What you are asked to do: Count how many lines in the rows below contain the word "rear". Reply with only that number.

Start of Dataset rows

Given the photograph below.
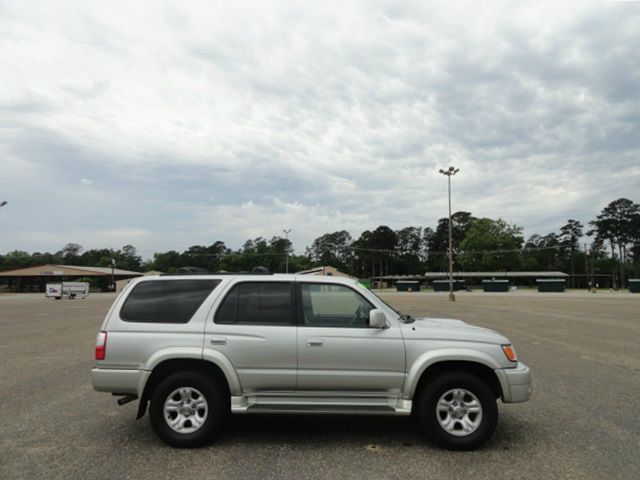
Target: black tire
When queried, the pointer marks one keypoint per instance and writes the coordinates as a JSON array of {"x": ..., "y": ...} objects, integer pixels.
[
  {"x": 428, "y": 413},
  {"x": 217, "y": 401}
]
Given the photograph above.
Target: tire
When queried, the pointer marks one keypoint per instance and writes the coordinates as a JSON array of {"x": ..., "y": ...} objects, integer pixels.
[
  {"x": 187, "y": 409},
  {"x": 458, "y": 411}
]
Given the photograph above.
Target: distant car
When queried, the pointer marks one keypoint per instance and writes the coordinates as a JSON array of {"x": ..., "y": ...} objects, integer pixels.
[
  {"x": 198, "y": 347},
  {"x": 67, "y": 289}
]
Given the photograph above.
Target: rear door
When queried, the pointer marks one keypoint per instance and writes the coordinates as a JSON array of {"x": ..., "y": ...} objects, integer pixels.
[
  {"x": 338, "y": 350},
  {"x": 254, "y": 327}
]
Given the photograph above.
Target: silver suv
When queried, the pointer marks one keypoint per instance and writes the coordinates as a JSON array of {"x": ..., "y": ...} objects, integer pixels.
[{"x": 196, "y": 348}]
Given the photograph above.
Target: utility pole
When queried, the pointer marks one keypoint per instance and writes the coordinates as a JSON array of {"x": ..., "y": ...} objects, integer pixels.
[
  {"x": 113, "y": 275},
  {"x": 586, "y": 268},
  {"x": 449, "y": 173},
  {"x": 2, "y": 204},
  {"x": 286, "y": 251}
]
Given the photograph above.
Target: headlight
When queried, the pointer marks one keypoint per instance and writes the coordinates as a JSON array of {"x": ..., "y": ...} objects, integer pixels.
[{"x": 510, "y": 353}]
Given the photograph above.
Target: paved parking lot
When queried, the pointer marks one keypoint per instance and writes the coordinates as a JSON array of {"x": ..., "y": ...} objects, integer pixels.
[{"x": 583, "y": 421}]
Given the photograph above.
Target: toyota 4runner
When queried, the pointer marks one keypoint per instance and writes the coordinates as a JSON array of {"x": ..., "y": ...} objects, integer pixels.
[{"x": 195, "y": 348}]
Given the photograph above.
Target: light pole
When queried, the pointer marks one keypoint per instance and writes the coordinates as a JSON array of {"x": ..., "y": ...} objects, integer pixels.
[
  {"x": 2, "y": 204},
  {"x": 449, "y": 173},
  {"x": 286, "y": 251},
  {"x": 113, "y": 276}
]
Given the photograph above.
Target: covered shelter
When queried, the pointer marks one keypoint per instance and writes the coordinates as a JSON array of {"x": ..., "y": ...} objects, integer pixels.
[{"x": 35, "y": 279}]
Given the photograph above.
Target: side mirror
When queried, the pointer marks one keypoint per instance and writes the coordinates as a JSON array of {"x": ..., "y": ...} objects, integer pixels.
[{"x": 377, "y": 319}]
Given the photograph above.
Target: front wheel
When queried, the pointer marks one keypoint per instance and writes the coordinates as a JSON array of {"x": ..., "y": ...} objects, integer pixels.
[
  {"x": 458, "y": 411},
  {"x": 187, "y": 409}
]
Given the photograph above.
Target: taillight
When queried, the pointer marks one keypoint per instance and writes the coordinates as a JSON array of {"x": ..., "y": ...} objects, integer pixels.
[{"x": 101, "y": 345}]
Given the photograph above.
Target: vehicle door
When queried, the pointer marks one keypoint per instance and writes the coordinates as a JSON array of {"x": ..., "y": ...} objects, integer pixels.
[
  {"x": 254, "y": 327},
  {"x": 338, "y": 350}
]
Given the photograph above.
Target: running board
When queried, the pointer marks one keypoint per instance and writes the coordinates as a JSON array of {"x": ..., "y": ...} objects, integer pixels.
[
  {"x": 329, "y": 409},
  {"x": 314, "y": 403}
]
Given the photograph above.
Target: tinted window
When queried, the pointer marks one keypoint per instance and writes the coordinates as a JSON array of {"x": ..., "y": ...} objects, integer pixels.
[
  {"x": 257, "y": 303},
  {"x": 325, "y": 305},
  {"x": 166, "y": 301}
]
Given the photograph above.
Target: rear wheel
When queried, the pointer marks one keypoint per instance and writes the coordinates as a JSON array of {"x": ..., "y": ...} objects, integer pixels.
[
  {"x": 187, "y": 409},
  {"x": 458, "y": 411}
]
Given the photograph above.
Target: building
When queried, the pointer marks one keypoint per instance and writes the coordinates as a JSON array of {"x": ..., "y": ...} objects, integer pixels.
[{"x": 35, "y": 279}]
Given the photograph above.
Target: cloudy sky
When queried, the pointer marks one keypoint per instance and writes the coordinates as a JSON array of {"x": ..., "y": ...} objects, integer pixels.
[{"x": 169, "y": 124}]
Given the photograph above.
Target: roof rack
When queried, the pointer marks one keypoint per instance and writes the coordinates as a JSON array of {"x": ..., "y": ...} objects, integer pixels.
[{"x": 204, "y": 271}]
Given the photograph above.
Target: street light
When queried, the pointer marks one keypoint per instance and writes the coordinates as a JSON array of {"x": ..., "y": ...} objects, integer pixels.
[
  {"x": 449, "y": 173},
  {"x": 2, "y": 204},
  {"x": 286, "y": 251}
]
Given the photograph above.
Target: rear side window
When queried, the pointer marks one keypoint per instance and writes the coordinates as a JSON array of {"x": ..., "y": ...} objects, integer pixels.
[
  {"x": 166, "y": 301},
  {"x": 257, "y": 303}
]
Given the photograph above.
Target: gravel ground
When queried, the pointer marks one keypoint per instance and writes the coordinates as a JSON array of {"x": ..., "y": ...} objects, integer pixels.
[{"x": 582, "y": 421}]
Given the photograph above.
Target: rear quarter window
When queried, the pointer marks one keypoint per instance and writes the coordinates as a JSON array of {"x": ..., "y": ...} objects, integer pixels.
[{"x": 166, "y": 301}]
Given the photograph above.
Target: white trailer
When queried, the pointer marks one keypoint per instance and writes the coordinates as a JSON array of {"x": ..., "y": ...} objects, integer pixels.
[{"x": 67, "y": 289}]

End of Dataset rows

Task solution: 4